▶ **TASK DIRECTIONS**: Please print exactly the line containing "the castle window." and every line after it to the end of the records below, and nothing more.

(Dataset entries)
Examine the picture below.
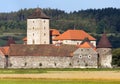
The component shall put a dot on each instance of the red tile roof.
(10, 41)
(1, 52)
(87, 45)
(54, 32)
(25, 39)
(104, 42)
(41, 50)
(38, 14)
(5, 50)
(74, 35)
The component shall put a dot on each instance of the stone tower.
(104, 50)
(38, 28)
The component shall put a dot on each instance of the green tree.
(116, 57)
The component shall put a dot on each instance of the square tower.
(38, 28)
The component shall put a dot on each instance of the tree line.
(91, 20)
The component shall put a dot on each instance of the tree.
(116, 57)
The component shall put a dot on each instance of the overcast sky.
(67, 5)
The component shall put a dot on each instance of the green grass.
(36, 71)
(46, 81)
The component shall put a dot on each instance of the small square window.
(80, 56)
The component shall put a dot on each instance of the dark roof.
(104, 42)
(41, 50)
(38, 13)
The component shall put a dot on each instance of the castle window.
(80, 56)
(44, 21)
(55, 64)
(89, 56)
(70, 64)
(10, 64)
(25, 63)
(33, 42)
(40, 64)
(81, 49)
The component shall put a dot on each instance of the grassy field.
(37, 71)
(40, 81)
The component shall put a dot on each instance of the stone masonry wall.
(85, 58)
(39, 62)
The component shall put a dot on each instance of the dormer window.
(80, 56)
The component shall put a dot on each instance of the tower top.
(38, 13)
(104, 42)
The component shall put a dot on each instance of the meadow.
(47, 81)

▶ **SOLUTION FOR THIS EXERCISE**:
The component shall put a dot on each instance of the castle window.
(80, 56)
(44, 21)
(55, 64)
(89, 56)
(70, 64)
(10, 64)
(25, 63)
(33, 42)
(40, 64)
(81, 49)
The component shall put a dot on each instance of the grassy field.
(37, 71)
(40, 81)
The component shall put a dot on each instance of the stone masonry wall.
(85, 58)
(39, 62)
The component shall put a dot on each instance of the dormer window.
(80, 56)
The component shall put a dot on each instance of the tower top.
(38, 13)
(104, 42)
The component shall put a dot on each instance of the meadow.
(47, 81)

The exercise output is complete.